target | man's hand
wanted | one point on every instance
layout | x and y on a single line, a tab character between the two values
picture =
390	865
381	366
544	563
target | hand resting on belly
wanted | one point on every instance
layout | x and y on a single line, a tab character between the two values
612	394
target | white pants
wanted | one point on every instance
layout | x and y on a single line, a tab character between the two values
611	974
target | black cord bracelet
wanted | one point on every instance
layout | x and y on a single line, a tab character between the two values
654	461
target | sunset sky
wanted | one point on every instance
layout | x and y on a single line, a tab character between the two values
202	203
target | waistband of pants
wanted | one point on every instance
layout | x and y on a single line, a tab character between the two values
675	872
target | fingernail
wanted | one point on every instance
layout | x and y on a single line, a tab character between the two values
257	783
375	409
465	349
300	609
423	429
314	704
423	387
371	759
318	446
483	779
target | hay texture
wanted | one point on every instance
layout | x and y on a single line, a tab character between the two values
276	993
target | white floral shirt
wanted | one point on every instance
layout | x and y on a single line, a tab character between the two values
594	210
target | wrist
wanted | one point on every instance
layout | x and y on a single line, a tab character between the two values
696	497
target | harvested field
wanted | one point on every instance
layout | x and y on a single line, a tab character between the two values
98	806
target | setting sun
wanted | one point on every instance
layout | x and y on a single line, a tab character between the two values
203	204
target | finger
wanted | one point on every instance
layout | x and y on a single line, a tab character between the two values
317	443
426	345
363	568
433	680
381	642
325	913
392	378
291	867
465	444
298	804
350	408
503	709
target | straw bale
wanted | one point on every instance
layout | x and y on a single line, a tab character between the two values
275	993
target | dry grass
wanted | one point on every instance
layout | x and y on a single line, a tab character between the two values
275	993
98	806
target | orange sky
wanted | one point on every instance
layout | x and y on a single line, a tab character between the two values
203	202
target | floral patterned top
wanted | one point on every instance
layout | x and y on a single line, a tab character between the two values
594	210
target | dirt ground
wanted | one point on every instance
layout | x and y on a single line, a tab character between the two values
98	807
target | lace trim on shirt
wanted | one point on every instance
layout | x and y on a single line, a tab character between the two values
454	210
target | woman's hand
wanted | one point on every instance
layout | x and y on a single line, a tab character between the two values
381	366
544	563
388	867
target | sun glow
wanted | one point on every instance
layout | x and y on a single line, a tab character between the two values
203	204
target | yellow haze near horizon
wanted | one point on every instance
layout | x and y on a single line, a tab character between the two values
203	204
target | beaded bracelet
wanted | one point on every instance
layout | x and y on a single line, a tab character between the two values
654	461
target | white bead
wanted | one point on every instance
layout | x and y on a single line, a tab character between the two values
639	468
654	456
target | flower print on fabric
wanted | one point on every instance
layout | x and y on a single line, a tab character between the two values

# # # # # # #

_EXERCISE DESCRIPTION:_
Beginning with the first line above, transcribe all of the data exactly.

_EXERCISE RESULT:_
target | man's hand
wanted | one point on every instance
layout | x and y on a single line, a tab character between the two values
picture =
390	865
381	366
544	563
target | hand resting on belly
wanted | one point on every instance
layout | x and y on a single line, a tab character between the two values
612	394
target | white pants
wanted | one point on every instance
layout | x and y on a single line, a tab character between the two values
611	974
target | black cord bracelet
wanted | one point on every instance
layout | x and y on a single line, a tab character between the two values
654	461
target | sunset sky
wanted | one point on every instance
layout | x and y on a single line, a tab character between the two values
202	203
target | waistband of pants
wanted | one point on every instance
layout | x and y on a single line, a tab character between the two values
675	872
target | fingernail
wanted | one point on every instance
layout | x and y on a single line, a tab character between the two values
257	783
375	409
465	349
300	609
423	429
314	704
423	387
371	759
318	446
483	779
target | hay texture
wanted | one point on every instance
layout | x and y on a single line, a tab character between the two values
276	993
target | white floral shirt
wanted | one point on every instance
layout | x and y on a single line, a tab character between the two values
594	210
target | wrist
wanted | one point on every instance
layout | x and y on a single line, a tab character between the two values
696	497
target | harvested field
wanted | one point on every instance
layout | x and y on a single line, a tab character between the two values
98	806
target | setting sun
wanted | one point on every instance
layout | x and y on a single line, a tab character between the two values
203	204
target | finger
wanted | one point on every instance
layout | x and y on a single line, a tab character between the two values
317	443
426	345
363	568
433	680
381	642
325	913
392	378
291	867
465	444
298	804
350	408
503	709
target | straw bale
wanted | one point on every instance
layout | x and y on a single line, a tab character between the two values
275	993
target | dry grass
wanted | one point on every instance
layout | x and y on a single line, a tab character between the two values
275	993
98	806
target | orange sky
wanted | one point on every instance
layout | x and y on a single line, a tab character between the two values
203	202
target | floral patterned top
wanted | one point on every instance
layout | x and y on a single line, a tab character between the two values
594	210
target | dirt ground
wanted | one point on every instance
layout | x and y on a single line, a tab character between the two values
98	807
target | lace trim on shirt
wanted | one point on every instance
layout | x and y on a single line, a tab character between the two values
454	210
target | woman's hand
wanted | one point on every instance
layout | x and y on a single line, a tab character between the two values
381	366
544	563
388	867
target | sun glow
wanted | one point on every instance
layout | x and y on a single line, a tab character between the two values
203	204
target | yellow haze near horizon
wanted | one point on every instance
layout | x and y on a single line, a tab character between the two values
203	204
target | beaded bracelet
wanted | one point on every instance
layout | x and y on a single line, a tab character between the two values
654	461
target | white bead
wanted | one point on every instance
layout | x and y on a single line, a tab character between the two values
639	468
654	456
target | flower print on fabric
wanted | one point on every instance
layout | x and y on a single line, a tab character between the two values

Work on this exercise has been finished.